Exercise: Copy out word for word the part of the entries below that opens with the line containing "Thank you for the photo. Could you tag the tall" and closes with the final line of the entries.

____________

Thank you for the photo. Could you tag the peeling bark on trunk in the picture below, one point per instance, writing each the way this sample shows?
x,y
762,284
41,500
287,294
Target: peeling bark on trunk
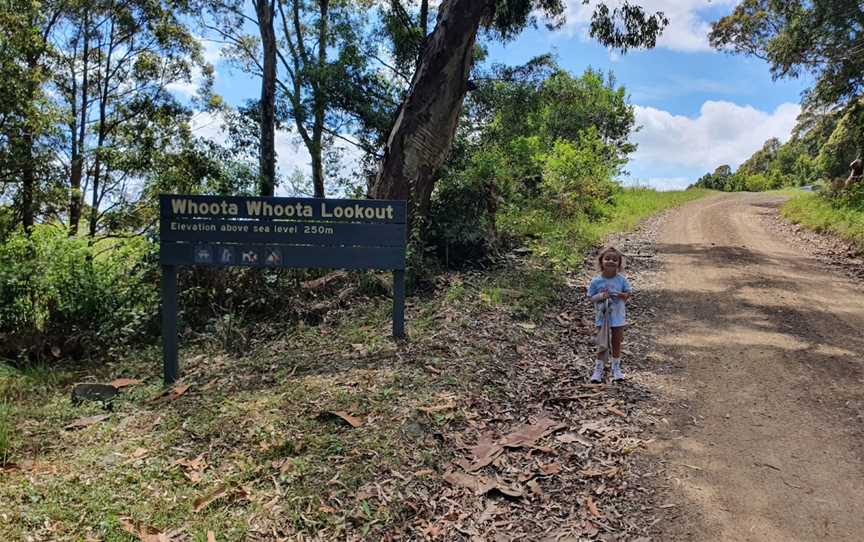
x,y
424,130
318,126
267,184
75,196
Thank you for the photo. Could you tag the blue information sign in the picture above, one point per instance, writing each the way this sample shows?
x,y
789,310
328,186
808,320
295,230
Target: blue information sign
x,y
277,232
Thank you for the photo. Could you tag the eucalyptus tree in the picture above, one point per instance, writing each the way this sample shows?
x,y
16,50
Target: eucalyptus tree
x,y
116,60
822,37
312,57
26,115
426,124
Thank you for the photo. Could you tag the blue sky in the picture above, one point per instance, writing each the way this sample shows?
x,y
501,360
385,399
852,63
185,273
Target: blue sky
x,y
697,108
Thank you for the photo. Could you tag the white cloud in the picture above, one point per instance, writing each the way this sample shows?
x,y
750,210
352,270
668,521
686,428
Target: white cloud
x,y
688,28
660,183
723,133
211,52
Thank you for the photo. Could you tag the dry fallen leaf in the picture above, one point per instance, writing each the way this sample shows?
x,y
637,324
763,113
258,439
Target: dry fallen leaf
x,y
592,507
616,411
202,502
347,418
171,395
528,434
121,383
86,422
450,405
144,533
551,468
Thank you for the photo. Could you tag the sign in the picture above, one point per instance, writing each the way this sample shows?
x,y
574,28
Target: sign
x,y
277,232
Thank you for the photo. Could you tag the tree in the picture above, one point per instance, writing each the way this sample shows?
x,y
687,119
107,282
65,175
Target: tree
x,y
25,113
115,67
321,81
823,37
426,124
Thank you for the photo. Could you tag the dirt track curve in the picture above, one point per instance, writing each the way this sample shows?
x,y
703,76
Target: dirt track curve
x,y
765,438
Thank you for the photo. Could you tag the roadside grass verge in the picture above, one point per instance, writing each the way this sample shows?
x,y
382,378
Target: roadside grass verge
x,y
261,445
817,213
563,241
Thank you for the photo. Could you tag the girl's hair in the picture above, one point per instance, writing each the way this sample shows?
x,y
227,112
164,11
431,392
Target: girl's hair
x,y
607,249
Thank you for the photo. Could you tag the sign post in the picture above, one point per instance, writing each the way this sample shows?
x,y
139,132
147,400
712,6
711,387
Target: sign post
x,y
226,231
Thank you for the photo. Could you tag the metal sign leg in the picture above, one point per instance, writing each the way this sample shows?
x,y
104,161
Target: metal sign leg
x,y
399,304
170,366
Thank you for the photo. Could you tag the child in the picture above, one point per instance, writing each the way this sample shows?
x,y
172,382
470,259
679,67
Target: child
x,y
613,286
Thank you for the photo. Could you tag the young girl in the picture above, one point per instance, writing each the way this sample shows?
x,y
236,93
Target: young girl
x,y
613,286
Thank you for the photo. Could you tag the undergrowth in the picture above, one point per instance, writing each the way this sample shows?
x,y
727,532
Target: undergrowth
x,y
813,211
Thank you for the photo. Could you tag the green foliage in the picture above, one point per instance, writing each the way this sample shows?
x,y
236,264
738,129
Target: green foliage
x,y
577,177
60,296
842,216
5,431
563,240
533,138
822,37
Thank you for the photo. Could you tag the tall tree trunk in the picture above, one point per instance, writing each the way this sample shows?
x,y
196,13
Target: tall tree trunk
x,y
318,123
423,133
28,171
75,196
267,172
103,132
28,181
424,17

____________

Solution for this problem:
Thank you for the photo. Could you tag the tall tree trunk in the picture above, one point per instance, writing each the way this sample shows?
x,y
196,13
Target: tall tree trunk
x,y
318,123
423,133
28,171
75,196
267,172
103,132
28,181
424,17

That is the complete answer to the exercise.